----- Text under study -----

You have bachelor’s, master’s and doctoral degrees in electrical engineering. How did you become interested in studying deep brain stimulation?
SARMA: Part of it was that I have an aunt who has a rare early-onset Parkinson’s disease. Parkinson’s usually strikes people in their sixties. My aunt was diagnosed at age 29.
When I was in graduate school, I minored in cognitive science, and for a neuroscience course, I did a case study of my aunt. I videotaped her, interviewed her, did cognitive tests. I learned a lot.
What did you observe?
SARMA: She was popping 10 to 15 pills per day for various things. There was literally a pile of pills she had to take. Some medicines were for the Parkinson’s. Others were for side effects from those medications. She was taking the drug levodopa, which after a number of years can cause patients to have severe involuntary movements called dyskinesia.
At one point she was literally lying on the floor in convulsed movements. It was draining, visiting with her. And I saw what her husband went through helping to care for her. It reshaped my thinking of illness. It also got me thinking: What’s happening in the brain?
As an engineer, how did you approach that question?
SARMA: I thought: How can I use these tools that we normally apply to electrical systems and mechanical systems to this problem?
As engineers, we model the dynamics of machines such as planes, and we figure out how to control these machines by varying the input, which, in the case of a plane, would be with a device such as a motor. So I thought, why can’t we apply these same approaches to the brain? I should be able to model the electrophysiology of the brain (the healthy brain and the brain in Parkinson’s disease) and then use the model to figure out how to alter its output by adjusting the input. But instead of adjusting a motor, in this case, we would adjust the electrical input applied by through deep brain stimulation. And instead of aiming to keep a plane on a straight course, in this case the objective would be to elicit neuronal firing patterns in the brain of Parkinson’s disease patients that are the same as those you see in a healthy brain.
How is your aunt now? Might your research help her?
SARMA: Probably not, as she is already so late stage. But now she has a brain stimulation implant and she’s had a pallidotomy, a surgical procedure that has benefited many patients with Parkinson’s disease. So the quality of her life has improved.

----- Information provided -----

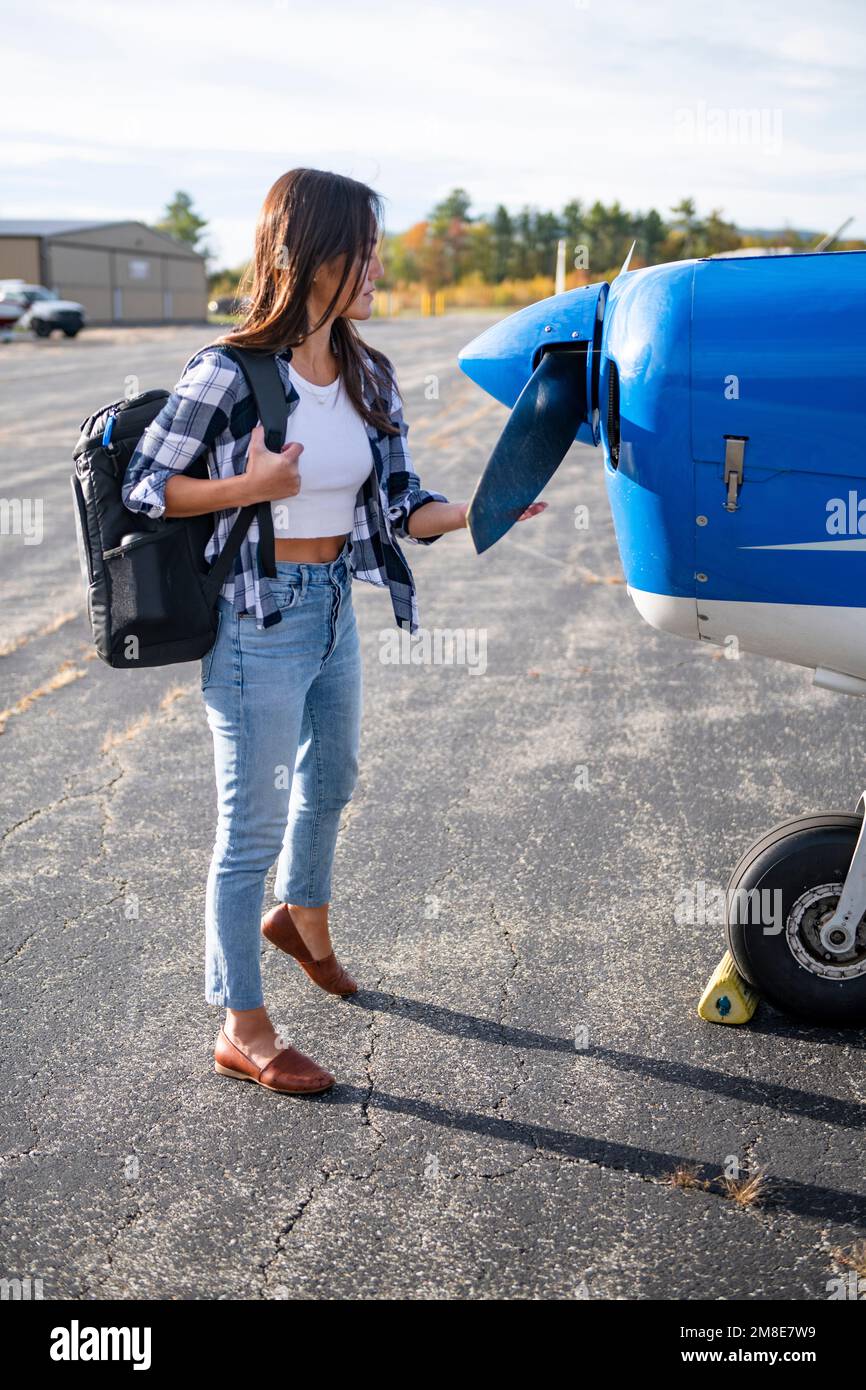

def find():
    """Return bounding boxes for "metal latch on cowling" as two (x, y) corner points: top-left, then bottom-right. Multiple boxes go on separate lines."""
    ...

(724, 435), (749, 512)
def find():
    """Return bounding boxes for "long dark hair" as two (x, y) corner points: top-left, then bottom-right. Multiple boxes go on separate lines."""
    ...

(220, 168), (398, 434)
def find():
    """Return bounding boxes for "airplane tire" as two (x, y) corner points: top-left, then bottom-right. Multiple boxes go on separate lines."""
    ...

(726, 812), (866, 1027)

-----

## Problem A
Answer these questions from the interview on deep brain stimulation:
(i) At what age was Sarma's aunt diagnosed with Parkinson's disease?
(ii) What subject did Sarma minor in during graduate school?
(iii) Besides a brain stimulation implant, what surgical procedure has the aunt had?
## Problem B
Return the passage from the interview on deep brain stimulation, starting with "How is your" and going on through "life has improved.".
Rely only on the interview text, not the rows.

## Expected answer A
(i) At age 29.
(ii) Cognitive science.
(iii) A pallidotomy.

## Expected answer B
How is your aunt now? Might your research help her?
SARMA: Probably not, as she is already so late stage. But now she has a brain stimulation implant and she’s had a pallidotomy, a surgical procedure that has benefited many patients with Parkinson’s disease. So the quality of her life has improved.